══ EXTRACTED DATA ══
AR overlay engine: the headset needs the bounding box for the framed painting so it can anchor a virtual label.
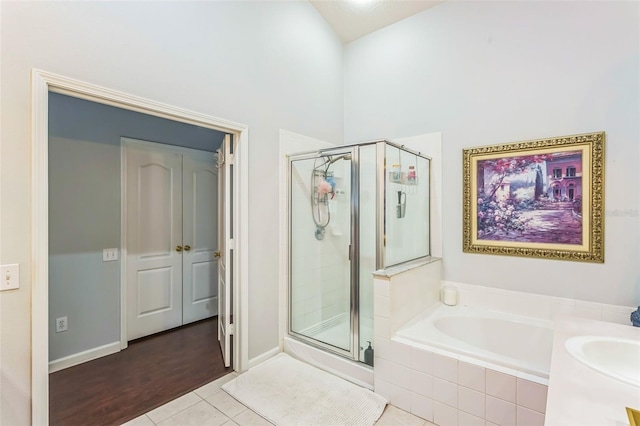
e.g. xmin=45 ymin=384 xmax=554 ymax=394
xmin=462 ymin=132 xmax=605 ymax=263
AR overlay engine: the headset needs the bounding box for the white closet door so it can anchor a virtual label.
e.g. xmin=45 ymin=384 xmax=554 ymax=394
xmin=126 ymin=143 xmax=182 ymax=340
xmin=182 ymin=152 xmax=218 ymax=324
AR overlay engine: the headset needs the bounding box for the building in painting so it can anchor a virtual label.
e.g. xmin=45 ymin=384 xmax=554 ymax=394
xmin=546 ymin=151 xmax=582 ymax=201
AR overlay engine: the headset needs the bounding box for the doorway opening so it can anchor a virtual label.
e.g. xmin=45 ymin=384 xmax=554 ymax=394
xmin=31 ymin=69 xmax=248 ymax=424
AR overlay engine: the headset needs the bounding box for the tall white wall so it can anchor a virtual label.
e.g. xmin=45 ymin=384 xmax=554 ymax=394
xmin=0 ymin=2 xmax=343 ymax=425
xmin=345 ymin=1 xmax=640 ymax=306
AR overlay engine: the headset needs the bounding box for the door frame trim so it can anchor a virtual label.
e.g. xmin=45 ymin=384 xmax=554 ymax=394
xmin=30 ymin=68 xmax=249 ymax=424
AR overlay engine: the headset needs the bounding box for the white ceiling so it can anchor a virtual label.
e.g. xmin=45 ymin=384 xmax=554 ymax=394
xmin=309 ymin=0 xmax=444 ymax=43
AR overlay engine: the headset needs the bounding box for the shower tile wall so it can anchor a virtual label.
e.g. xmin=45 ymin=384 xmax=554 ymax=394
xmin=291 ymin=161 xmax=351 ymax=332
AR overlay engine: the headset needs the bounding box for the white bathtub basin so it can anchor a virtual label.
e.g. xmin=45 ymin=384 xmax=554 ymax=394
xmin=565 ymin=336 xmax=640 ymax=387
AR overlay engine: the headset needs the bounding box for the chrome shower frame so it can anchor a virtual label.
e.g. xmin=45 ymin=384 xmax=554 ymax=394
xmin=287 ymin=140 xmax=431 ymax=361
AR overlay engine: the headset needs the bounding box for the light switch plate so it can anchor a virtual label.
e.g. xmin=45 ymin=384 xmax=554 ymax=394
xmin=0 ymin=263 xmax=20 ymax=291
xmin=102 ymin=248 xmax=118 ymax=262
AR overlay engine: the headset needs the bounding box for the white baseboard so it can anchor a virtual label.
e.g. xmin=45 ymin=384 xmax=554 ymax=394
xmin=249 ymin=346 xmax=281 ymax=368
xmin=49 ymin=341 xmax=120 ymax=373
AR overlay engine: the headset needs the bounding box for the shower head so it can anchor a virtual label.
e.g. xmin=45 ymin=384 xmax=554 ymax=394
xmin=328 ymin=154 xmax=351 ymax=164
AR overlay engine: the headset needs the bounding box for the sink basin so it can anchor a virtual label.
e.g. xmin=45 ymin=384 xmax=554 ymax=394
xmin=565 ymin=336 xmax=640 ymax=387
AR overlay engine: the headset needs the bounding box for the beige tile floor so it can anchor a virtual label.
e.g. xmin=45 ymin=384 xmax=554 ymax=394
xmin=123 ymin=373 xmax=433 ymax=426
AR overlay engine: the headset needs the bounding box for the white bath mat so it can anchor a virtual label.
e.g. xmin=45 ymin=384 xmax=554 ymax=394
xmin=222 ymin=353 xmax=387 ymax=426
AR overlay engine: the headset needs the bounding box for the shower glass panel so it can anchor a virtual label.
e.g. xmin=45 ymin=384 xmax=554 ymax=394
xmin=288 ymin=141 xmax=430 ymax=365
xmin=290 ymin=150 xmax=353 ymax=354
xmin=357 ymin=144 xmax=378 ymax=362
xmin=384 ymin=145 xmax=431 ymax=267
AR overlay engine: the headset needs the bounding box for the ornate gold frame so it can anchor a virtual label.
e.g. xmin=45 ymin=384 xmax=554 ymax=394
xmin=462 ymin=132 xmax=605 ymax=263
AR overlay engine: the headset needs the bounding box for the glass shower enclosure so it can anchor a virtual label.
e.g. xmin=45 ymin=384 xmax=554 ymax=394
xmin=288 ymin=140 xmax=430 ymax=364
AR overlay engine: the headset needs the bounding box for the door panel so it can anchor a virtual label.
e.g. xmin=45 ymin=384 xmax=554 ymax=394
xmin=125 ymin=144 xmax=182 ymax=340
xmin=183 ymin=152 xmax=218 ymax=324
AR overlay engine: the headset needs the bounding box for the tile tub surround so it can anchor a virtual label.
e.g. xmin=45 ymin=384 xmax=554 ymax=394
xmin=374 ymin=270 xmax=547 ymax=426
xmin=374 ymin=335 xmax=547 ymax=426
xmin=442 ymin=281 xmax=637 ymax=325
xmin=547 ymin=318 xmax=640 ymax=426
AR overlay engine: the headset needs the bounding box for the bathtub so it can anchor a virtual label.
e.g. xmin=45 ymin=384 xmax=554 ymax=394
xmin=393 ymin=303 xmax=553 ymax=384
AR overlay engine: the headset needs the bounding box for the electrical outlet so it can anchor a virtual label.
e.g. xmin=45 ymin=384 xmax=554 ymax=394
xmin=102 ymin=248 xmax=118 ymax=262
xmin=56 ymin=317 xmax=69 ymax=333
xmin=0 ymin=264 xmax=20 ymax=291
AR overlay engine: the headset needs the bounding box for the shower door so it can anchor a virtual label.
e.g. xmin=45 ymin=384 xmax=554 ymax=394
xmin=289 ymin=148 xmax=358 ymax=358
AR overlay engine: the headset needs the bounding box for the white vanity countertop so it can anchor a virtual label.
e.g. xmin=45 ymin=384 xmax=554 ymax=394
xmin=545 ymin=318 xmax=640 ymax=426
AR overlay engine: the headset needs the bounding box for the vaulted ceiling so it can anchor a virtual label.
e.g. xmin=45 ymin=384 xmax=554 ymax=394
xmin=309 ymin=0 xmax=444 ymax=43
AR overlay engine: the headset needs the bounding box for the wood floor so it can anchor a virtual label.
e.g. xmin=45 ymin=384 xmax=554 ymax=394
xmin=49 ymin=317 xmax=232 ymax=426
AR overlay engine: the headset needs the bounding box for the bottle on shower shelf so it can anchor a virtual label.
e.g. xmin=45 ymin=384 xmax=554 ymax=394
xmin=407 ymin=166 xmax=416 ymax=185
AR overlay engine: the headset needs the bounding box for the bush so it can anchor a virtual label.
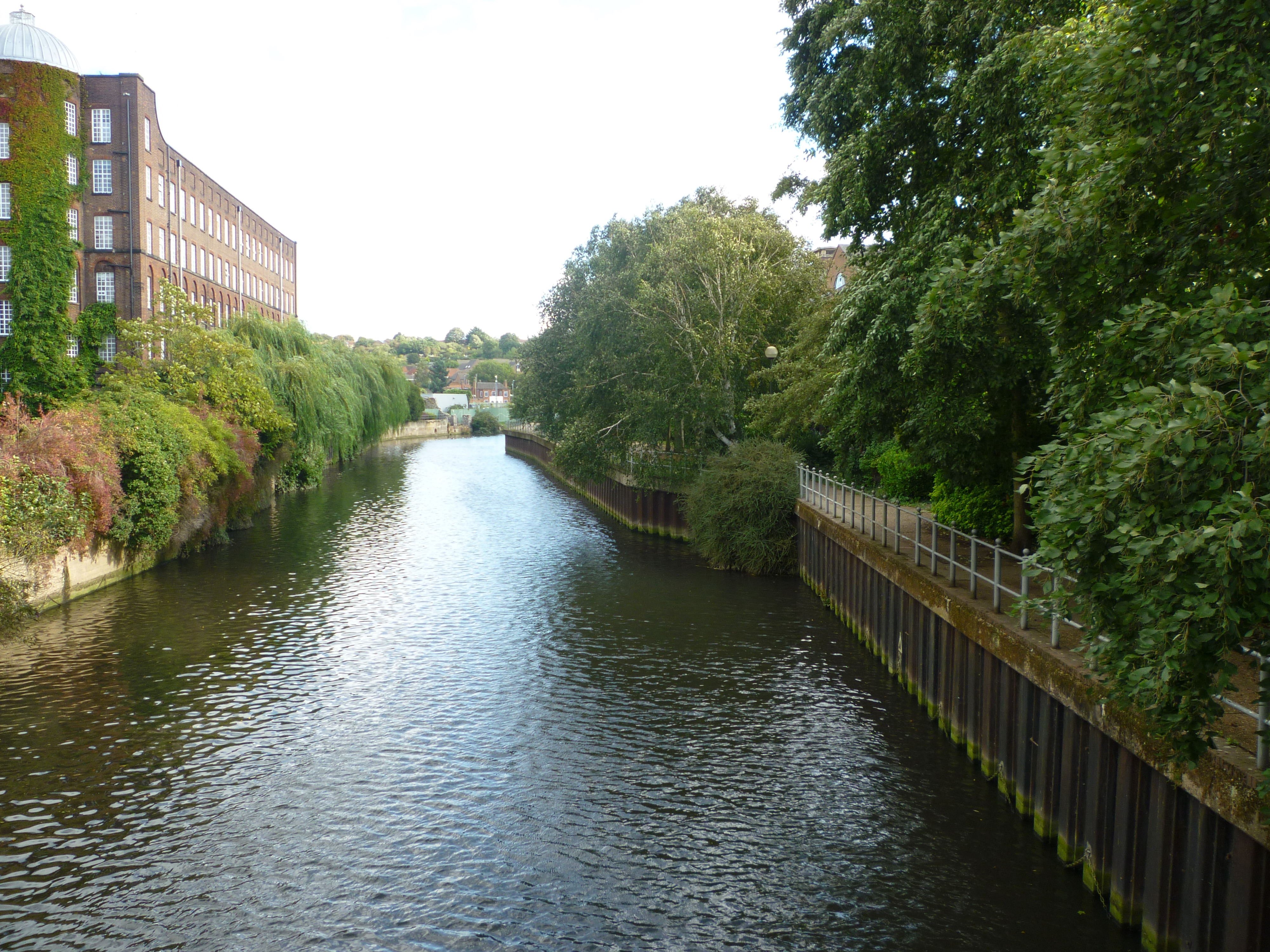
═══
_EXERCISE INSTRUCTIONS_
Substitute "digital marker" for every "virtual label" in the rows above and write them out again with nothing else changed. Leave the pictures out.

_SOLVED PROBLEM_
AR overlay engine: the headset needs the bounding box for the framed painting so it can anchor a digital marker.
e.g. xmin=45 ymin=384 xmax=554 ymax=394
xmin=462 ymin=132 xmax=605 ymax=263
AR overlay engine: the headset needs the bounding box for the white closet door so it can anchor a digital marker.
e.g. xmin=45 ymin=384 xmax=554 ymax=394
xmin=126 ymin=143 xmax=182 ymax=340
xmin=182 ymin=152 xmax=218 ymax=324
AR overlay engine: the headset needs the bounding box for the building in painting so it can anchor a digital marker.
e.g. xmin=45 ymin=384 xmax=554 ymax=394
xmin=546 ymin=151 xmax=582 ymax=201
AR overlay engine: the headset needs the bounding box for the doorway opening so it can anchor a digital marker.
e.g. xmin=45 ymin=384 xmax=554 ymax=394
xmin=31 ymin=69 xmax=248 ymax=424
AR overlay engine: the headset needs the bounding box for the tall white wall so it can anchor a digital marker.
e.g. xmin=45 ymin=384 xmax=554 ymax=394
xmin=0 ymin=2 xmax=343 ymax=425
xmin=345 ymin=1 xmax=640 ymax=306
AR overlay engine: the headset needs the bounding box for the door frame trim so it can anchor a digital marker.
e.g. xmin=45 ymin=384 xmax=554 ymax=394
xmin=30 ymin=68 xmax=249 ymax=424
AR overlay engine: the headset needs the bounding box for the white ceiling so it can anchor a digital marker.
e.g. xmin=45 ymin=384 xmax=554 ymax=394
xmin=309 ymin=0 xmax=444 ymax=43
AR overlay engine: the headset needs the bounding box for the shower tile wall so it can anchor a digital marker.
e.g. xmin=45 ymin=384 xmax=554 ymax=394
xmin=291 ymin=161 xmax=351 ymax=332
AR overlay engine: the headset needs the bounding box for the white bathtub basin so it can anchor a digital marker.
e.g. xmin=45 ymin=384 xmax=554 ymax=394
xmin=565 ymin=336 xmax=640 ymax=387
AR overlay engine: the headset needs the bounding box for the chrome shower frame so it can anchor a digital marker.
e.g. xmin=45 ymin=384 xmax=554 ymax=394
xmin=287 ymin=140 xmax=431 ymax=361
AR overlay engine: the headset needs the bounding box for the light switch plate so it can anchor a digital marker.
e.g. xmin=45 ymin=384 xmax=554 ymax=394
xmin=0 ymin=263 xmax=20 ymax=291
xmin=102 ymin=248 xmax=118 ymax=262
AR overlay engine: the headset needs the bounding box for the white baseboard so it can anchor a digital marker.
e.g. xmin=45 ymin=384 xmax=554 ymax=394
xmin=249 ymin=346 xmax=281 ymax=368
xmin=49 ymin=341 xmax=120 ymax=373
AR overlay engine: the headset needs the bounding box for the shower head so it can anchor a digital marker.
e.g. xmin=45 ymin=384 xmax=554 ymax=394
xmin=328 ymin=154 xmax=351 ymax=164
AR overlay engine: the headset needs the bounding box for the sink basin so it can anchor a digital marker.
e.g. xmin=45 ymin=384 xmax=554 ymax=394
xmin=565 ymin=336 xmax=640 ymax=387
AR overlay engine: the headset needs the bounding box for the beige tile floor so it can anchor a digital marker.
e.g. xmin=45 ymin=384 xmax=554 ymax=394
xmin=123 ymin=373 xmax=433 ymax=426
AR overlay engine: the headset needs the bounding box for the white bath mat so it can anchor a digital marker.
e.g. xmin=45 ymin=384 xmax=554 ymax=394
xmin=222 ymin=353 xmax=387 ymax=426
AR overlay engine: the headset needs the bounding box for the shower glass panel so it can anchor a digital marker.
e.g. xmin=45 ymin=384 xmax=554 ymax=394
xmin=288 ymin=141 xmax=430 ymax=365
xmin=290 ymin=150 xmax=353 ymax=354
xmin=357 ymin=144 xmax=378 ymax=362
xmin=384 ymin=145 xmax=431 ymax=267
AR overlay engine: the headset needs the bounding box for the ornate gold frame so it can anchor a digital marker.
e.g. xmin=45 ymin=384 xmax=554 ymax=394
xmin=462 ymin=132 xmax=605 ymax=263
AR overlay engine: the headset needs the bounding box for the glass shower enclosure so it can anchor a digital marker.
e.g. xmin=45 ymin=384 xmax=554 ymax=394
xmin=288 ymin=140 xmax=430 ymax=364
AR overlay engine: the headset needs the bounding box for the door panel so it can anchor a digital marker.
e.g. xmin=45 ymin=384 xmax=554 ymax=394
xmin=125 ymin=144 xmax=182 ymax=340
xmin=183 ymin=152 xmax=218 ymax=324
AR overlay engine: the headset needs the bounding box for the tile tub surround so it can anchor a digital marker.
e.g. xmin=45 ymin=384 xmax=554 ymax=394
xmin=374 ymin=270 xmax=547 ymax=426
xmin=374 ymin=335 xmax=547 ymax=426
xmin=442 ymin=281 xmax=637 ymax=325
xmin=547 ymin=318 xmax=640 ymax=426
AR overlay engine: the headset needs the bounding box for the bathtub so it can anchor a digital marker.
e.g. xmin=45 ymin=384 xmax=554 ymax=394
xmin=393 ymin=303 xmax=553 ymax=384
AR overlay engine: the headset needs the bounding box for the electrical outlet so it can anchor a digital marker.
e.g. xmin=45 ymin=384 xmax=554 ymax=394
xmin=102 ymin=248 xmax=118 ymax=262
xmin=56 ymin=317 xmax=69 ymax=333
xmin=0 ymin=264 xmax=20 ymax=291
AR overlay engine: the headset needs the bounding box for the shower door so it can anchor a digital marker.
e.g. xmin=45 ymin=384 xmax=554 ymax=394
xmin=289 ymin=148 xmax=358 ymax=358
AR overlay engine: the headset needs the bounding box for the white vanity countertop so it can anchor a digital marker.
e.g. xmin=45 ymin=384 xmax=554 ymax=394
xmin=545 ymin=318 xmax=640 ymax=426
AR overlay engine: the headset needs the bounding box for the vaulted ceiling so it can anchor a digital marker.
e.g. xmin=45 ymin=384 xmax=554 ymax=394
xmin=309 ymin=0 xmax=444 ymax=43
AR overlay engine: the headset needs the bounding box for the wood floor so it can anchor a digital marker.
e.g. xmin=45 ymin=384 xmax=554 ymax=394
xmin=49 ymin=317 xmax=232 ymax=426
AR overlay engine: the headset needs the bounding box for the bottle on shower shelf so it can anchor a digital marker.
e.g. xmin=45 ymin=384 xmax=554 ymax=394
xmin=407 ymin=166 xmax=416 ymax=185
AR overlay engine: the headset needs the bounding box for the bush so it can anchor a digital marker.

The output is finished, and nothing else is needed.